Source material:
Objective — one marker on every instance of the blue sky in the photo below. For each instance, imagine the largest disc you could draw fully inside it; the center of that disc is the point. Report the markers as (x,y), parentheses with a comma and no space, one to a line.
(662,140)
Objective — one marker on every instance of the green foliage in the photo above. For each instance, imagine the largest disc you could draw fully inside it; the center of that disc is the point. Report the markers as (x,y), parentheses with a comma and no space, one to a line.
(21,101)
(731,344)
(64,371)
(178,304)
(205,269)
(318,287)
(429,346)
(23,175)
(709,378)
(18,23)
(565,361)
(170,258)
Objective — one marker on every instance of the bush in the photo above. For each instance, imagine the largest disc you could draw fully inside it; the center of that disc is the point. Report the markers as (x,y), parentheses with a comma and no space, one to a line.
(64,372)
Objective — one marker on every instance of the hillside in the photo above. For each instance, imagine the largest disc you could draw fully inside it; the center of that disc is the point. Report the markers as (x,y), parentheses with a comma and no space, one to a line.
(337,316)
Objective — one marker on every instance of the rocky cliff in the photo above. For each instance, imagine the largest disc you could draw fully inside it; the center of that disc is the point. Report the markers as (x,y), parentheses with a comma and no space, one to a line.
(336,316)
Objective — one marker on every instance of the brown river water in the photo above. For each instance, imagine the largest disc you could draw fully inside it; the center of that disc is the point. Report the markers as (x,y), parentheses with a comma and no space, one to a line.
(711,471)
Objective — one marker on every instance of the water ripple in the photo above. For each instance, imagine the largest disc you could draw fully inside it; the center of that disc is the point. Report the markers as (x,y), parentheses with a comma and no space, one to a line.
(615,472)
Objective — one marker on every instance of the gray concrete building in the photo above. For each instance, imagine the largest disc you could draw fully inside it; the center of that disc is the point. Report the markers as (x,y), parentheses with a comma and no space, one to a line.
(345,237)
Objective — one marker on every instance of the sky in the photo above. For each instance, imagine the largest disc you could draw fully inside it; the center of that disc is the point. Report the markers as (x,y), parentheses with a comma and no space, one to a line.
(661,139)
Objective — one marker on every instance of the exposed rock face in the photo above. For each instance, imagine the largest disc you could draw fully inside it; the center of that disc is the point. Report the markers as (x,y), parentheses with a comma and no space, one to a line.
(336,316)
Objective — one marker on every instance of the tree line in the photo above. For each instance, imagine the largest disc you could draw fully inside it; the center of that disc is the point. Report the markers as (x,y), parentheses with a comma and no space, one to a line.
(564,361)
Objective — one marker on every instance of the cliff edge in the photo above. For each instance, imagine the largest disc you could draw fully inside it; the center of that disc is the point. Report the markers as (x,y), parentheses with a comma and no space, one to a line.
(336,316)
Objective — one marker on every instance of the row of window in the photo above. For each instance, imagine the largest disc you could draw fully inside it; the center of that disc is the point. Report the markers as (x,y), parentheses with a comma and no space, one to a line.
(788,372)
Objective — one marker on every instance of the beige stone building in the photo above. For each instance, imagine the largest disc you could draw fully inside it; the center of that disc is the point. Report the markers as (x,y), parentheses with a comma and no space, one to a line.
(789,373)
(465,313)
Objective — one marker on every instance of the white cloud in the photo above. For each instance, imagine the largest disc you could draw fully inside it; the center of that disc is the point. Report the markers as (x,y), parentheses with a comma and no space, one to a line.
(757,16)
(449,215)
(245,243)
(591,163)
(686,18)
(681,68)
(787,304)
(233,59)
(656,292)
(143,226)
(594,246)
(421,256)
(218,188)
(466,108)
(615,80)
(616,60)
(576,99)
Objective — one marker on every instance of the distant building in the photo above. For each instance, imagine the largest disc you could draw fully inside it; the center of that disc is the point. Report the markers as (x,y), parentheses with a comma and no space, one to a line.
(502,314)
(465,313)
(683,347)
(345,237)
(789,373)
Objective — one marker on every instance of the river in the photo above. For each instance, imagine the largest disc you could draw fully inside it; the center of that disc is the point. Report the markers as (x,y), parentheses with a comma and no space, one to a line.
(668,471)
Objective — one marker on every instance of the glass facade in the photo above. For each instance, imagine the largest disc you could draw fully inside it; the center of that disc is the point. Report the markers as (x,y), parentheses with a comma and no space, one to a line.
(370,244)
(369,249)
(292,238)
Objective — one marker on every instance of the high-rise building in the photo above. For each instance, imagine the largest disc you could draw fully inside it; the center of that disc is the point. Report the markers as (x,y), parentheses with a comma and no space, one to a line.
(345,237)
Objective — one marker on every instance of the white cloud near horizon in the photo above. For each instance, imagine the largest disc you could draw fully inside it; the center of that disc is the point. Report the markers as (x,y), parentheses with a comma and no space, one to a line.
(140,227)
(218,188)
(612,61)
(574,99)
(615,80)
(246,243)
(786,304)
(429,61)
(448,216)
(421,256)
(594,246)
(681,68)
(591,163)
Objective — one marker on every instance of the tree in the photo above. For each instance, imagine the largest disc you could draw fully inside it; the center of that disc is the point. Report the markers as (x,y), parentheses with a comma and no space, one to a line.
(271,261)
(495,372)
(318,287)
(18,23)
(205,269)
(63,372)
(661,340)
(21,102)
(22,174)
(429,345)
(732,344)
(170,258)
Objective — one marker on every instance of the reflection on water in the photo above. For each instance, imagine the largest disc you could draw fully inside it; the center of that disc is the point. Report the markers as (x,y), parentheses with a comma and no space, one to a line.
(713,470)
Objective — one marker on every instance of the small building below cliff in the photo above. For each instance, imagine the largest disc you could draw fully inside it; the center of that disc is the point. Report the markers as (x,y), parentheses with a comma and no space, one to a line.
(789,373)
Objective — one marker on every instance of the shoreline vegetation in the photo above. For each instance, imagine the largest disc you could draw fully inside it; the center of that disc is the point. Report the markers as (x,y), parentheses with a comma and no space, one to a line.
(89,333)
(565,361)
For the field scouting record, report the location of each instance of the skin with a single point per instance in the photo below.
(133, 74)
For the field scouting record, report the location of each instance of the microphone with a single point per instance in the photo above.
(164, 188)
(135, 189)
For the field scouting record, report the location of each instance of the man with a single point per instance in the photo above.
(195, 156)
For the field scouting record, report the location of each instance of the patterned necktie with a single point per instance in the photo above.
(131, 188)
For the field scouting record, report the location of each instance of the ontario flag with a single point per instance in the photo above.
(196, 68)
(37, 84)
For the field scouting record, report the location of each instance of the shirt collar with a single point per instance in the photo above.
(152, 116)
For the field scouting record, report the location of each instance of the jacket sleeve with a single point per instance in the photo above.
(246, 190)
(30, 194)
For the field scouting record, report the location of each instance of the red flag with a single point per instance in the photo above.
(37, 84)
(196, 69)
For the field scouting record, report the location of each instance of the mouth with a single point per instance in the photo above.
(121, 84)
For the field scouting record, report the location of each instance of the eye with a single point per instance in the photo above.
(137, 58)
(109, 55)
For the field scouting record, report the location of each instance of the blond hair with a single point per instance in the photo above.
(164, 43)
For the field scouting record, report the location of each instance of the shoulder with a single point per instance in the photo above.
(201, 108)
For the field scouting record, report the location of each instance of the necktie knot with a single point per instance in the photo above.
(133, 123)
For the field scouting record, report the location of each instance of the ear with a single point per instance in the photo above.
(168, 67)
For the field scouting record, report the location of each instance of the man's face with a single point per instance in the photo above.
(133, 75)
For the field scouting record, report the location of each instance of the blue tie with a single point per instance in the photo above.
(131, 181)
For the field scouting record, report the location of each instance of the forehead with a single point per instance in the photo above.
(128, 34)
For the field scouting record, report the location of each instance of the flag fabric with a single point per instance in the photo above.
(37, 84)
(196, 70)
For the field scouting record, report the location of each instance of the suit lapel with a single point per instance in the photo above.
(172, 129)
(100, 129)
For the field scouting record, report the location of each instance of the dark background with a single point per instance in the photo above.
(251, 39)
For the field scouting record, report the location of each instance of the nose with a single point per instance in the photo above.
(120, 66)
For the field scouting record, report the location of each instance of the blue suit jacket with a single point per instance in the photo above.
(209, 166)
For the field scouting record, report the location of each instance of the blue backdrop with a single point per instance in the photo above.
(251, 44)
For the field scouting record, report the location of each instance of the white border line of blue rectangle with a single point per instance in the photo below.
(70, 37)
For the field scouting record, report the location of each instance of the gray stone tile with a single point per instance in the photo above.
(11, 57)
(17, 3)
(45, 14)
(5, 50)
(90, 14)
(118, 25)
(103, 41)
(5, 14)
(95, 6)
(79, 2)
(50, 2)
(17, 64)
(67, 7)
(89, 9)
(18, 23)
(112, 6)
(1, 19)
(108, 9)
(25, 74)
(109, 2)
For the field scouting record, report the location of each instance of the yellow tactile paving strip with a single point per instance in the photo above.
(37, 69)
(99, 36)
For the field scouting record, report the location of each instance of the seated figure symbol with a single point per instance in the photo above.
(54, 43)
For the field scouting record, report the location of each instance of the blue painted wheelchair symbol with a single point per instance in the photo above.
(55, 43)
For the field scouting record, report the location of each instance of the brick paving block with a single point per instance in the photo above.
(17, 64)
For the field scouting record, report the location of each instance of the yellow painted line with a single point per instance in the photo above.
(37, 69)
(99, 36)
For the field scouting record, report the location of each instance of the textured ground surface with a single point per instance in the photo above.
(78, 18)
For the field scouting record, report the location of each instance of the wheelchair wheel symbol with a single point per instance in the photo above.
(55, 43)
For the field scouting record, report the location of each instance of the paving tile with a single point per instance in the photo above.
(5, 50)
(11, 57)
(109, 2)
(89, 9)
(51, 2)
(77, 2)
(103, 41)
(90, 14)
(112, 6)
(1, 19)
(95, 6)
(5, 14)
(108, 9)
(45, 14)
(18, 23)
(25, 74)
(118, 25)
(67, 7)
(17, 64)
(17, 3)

Exercise description:
Copy out everything from the entry line containing "the yellow tactile" down to the last line of the entries above, both ends included, reproducing each line unchanged.

Solved problem:
For the field scouting record, report the location of each instance of the yellow tactile paving strip with a single point per instance in the photo above.
(37, 69)
(99, 36)
For the field scouting record, report the location of each instance of the seated figure symbol with a single point per instance in the photo above.
(54, 43)
For the field scouting record, report the location of each instance of the blue painted wheelchair symbol with a single point per instance in the photo above.
(55, 43)
For the field scouting record, report the location of each instance of the brick paving block with a single point per instance in the photo above.
(17, 64)
For the field scouting record, report the location of each instance of the yellow painted line with a single point per instance in the photo above.
(37, 69)
(99, 36)
For the field scouting record, report the location of each instance of the textured ground surface with a single point per instance in the photo above.
(78, 18)
For the field scouting record, report the location of each instance of the wheelchair wheel symbol with a single point per instance in the photo above.
(55, 43)
For the field scouting record, report the location of each instance of the paving tile with a single point per instance in the photo above.
(5, 50)
(11, 57)
(109, 2)
(89, 9)
(51, 2)
(77, 2)
(103, 41)
(90, 14)
(112, 6)
(1, 19)
(95, 6)
(5, 14)
(108, 9)
(45, 14)
(18, 23)
(25, 74)
(118, 25)
(67, 7)
(17, 64)
(17, 3)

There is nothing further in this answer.